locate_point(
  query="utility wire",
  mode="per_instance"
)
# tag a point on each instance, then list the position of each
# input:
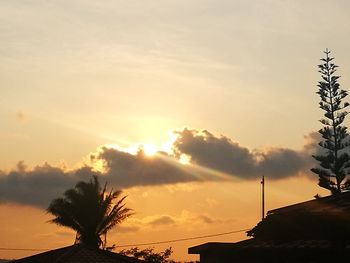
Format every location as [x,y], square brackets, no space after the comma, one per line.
[139,244]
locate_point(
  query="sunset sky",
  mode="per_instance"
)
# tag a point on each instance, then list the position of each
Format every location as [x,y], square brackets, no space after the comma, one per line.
[182,104]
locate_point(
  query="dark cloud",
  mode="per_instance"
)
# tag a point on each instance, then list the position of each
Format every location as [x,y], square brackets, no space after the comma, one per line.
[38,186]
[162,220]
[222,154]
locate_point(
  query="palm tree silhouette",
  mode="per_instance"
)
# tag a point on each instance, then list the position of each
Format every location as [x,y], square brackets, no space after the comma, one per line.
[90,211]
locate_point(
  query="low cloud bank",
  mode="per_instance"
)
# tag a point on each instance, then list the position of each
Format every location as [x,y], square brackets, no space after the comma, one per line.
[39,185]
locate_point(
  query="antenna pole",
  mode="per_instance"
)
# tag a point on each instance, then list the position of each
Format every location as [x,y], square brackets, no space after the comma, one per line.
[263,197]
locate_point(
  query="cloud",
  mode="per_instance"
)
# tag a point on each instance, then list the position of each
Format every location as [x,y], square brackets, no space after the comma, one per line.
[39,185]
[20,116]
[185,218]
[162,220]
[222,154]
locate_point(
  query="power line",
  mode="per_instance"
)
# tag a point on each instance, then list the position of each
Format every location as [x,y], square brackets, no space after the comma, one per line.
[140,244]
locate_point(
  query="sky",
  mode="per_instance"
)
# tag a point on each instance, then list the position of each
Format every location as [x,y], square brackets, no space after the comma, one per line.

§ **Set problem**
Write out each line again precisely as it appears, skipping every picture.

§ **Solution to the problem**
locate_point(
  query="utility wire",
  mode="per_instance"
)
# tag a point on each instance, then list the position of each
# input:
Format every location as [x,y], square brackets, no space after the comma, one per line.
[139,244]
locate_point(
  query="sunset sky",
  mode="per_instance"
)
# tag a point on each instance, then list the position of each
Format every location as [x,y], square brackets, no space after the comma, one per line.
[182,104]
locate_point(
  query="dark cloud",
  mode="per_instance"
)
# tag a point on each instance, then list the position of each
Format every location as [x,y], square brackets, no space after the comma, one per line.
[38,186]
[162,220]
[222,154]
locate_point(
  query="palm tree silhouette",
  mode="per_instance"
)
# tag a point on each instance, then list the position of each
Format every location as [x,y], square brackets, no space after the comma, one per line.
[90,211]
locate_point(
  query="low cloud bank",
  mode="per_instance"
)
# tag a point on each instance, then list the position of each
Format every location as [x,y], square brackets, no space after the comma, one per line.
[39,185]
locate_point(
  query="antenna pole",
  mode="per_instance"
)
# tag a point on each instance, then list the position of each
Format every location as [x,y], square brackets, no space after the comma, one per line.
[263,197]
locate_point(
  query="cloud",
  mode="per_instance"
)
# tag a point on each instance, then list the position of each
Format every location as [x,y], square brackets, no space after the comma, one per line.
[39,185]
[20,116]
[185,218]
[162,220]
[222,154]
locate_point(
  query="power line",
  mode="per_instance"
)
# tag a point on each instance, then list the position of each
Format every location as [x,y], square brackets, no space after the comma, one per line.
[140,244]
locate_point(
  query="sky",
  mode="per_instance"
)
# tag a point on each instance, then list the position of each
Format every location as [x,y], square brackets, no space after the comma, one per line.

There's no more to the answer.